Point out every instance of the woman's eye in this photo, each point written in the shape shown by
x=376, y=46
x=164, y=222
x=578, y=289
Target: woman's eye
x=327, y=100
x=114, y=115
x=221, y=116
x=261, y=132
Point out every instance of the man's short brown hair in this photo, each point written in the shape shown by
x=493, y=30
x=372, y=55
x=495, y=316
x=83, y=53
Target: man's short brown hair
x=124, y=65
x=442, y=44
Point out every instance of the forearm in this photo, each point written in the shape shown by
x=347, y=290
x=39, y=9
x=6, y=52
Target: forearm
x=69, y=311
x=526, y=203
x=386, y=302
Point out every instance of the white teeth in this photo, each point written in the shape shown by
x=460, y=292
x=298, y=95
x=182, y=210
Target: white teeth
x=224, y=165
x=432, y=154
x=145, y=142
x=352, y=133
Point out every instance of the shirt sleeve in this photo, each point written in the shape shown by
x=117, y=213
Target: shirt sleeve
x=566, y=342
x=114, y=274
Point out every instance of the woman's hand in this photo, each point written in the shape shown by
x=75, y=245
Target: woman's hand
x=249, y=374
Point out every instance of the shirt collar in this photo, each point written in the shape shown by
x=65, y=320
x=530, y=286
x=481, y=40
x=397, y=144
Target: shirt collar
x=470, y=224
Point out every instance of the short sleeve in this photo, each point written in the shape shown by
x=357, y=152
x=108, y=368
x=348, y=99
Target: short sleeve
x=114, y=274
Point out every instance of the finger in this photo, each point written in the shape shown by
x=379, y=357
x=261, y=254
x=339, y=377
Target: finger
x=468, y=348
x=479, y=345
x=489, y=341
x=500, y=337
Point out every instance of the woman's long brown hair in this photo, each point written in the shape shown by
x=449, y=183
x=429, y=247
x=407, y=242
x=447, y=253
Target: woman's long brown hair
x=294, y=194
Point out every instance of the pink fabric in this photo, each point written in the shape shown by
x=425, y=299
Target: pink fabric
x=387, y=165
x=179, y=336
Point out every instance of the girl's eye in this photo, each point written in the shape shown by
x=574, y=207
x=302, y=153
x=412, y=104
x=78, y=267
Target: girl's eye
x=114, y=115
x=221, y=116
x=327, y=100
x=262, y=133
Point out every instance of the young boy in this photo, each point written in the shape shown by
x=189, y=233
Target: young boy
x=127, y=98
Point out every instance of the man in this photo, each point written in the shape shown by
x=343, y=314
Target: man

◆ **Aim of the task**
Print out the entire listing above without any change.

◆ **Result of the exercise**
Point out every instance of the woman's eye in this photo, each point written in the shape shown by
x=376, y=46
x=164, y=222
x=578, y=289
Target: woman's eye
x=327, y=100
x=114, y=115
x=221, y=116
x=261, y=132
Point out every instance of the man's short brown hair in this photo, each point written in the shape shown by
x=493, y=30
x=372, y=55
x=495, y=316
x=83, y=53
Target: man's short brown hair
x=124, y=65
x=442, y=44
Point out every instance of the forearm in this photo, each point written in the shape shown by
x=347, y=290
x=39, y=9
x=6, y=52
Target: forearm
x=69, y=311
x=526, y=203
x=386, y=302
Point out every instance of the white teeth in this photo, each point written in the shape shown by
x=460, y=292
x=298, y=95
x=182, y=210
Target: white teeth
x=224, y=165
x=432, y=154
x=145, y=142
x=352, y=133
Point out every instance of the shirt sleeve in this photo, each point written in the shape shown by
x=117, y=213
Target: shirt sleeve
x=566, y=342
x=114, y=274
Point out every instance of the woman's hand in this photo, each point written in the shape shown by
x=75, y=245
Target: woman's hand
x=249, y=374
Point out every instance of the shirt collar in this photo, each point written in the shape shown by
x=65, y=320
x=530, y=286
x=481, y=40
x=397, y=144
Target: shirt collar
x=470, y=224
Point out every instance of the short sleeve in this photo, each point written in the shape shown by
x=357, y=152
x=108, y=368
x=348, y=99
Target: short sleeve
x=114, y=274
Point out every instance of the finger in this photo, each point written in the shape shown by
x=379, y=357
x=261, y=254
x=339, y=377
Target: finger
x=468, y=348
x=479, y=345
x=489, y=341
x=500, y=337
Point out every instance of the woman's long brown hair in this photo, each point written in the shape shown by
x=449, y=183
x=429, y=247
x=407, y=242
x=447, y=253
Target: woman's long brown hair
x=294, y=194
Point out every instance of the pink fabric in this photo, each point written in the shape shown by
x=425, y=299
Target: pink fabric
x=387, y=165
x=179, y=336
Point out every instance of the girl's eye in this photo, each point written in the shape shown by
x=574, y=207
x=302, y=153
x=412, y=104
x=78, y=267
Target: girl's eye
x=114, y=115
x=221, y=116
x=327, y=100
x=262, y=133
Point out every instance of the young boy in this photo, each point written in the shape shown by
x=189, y=233
Target: young boy
x=127, y=98
Point out every instance of the man in this photo, each point written in the shape shown by
x=343, y=314
Target: man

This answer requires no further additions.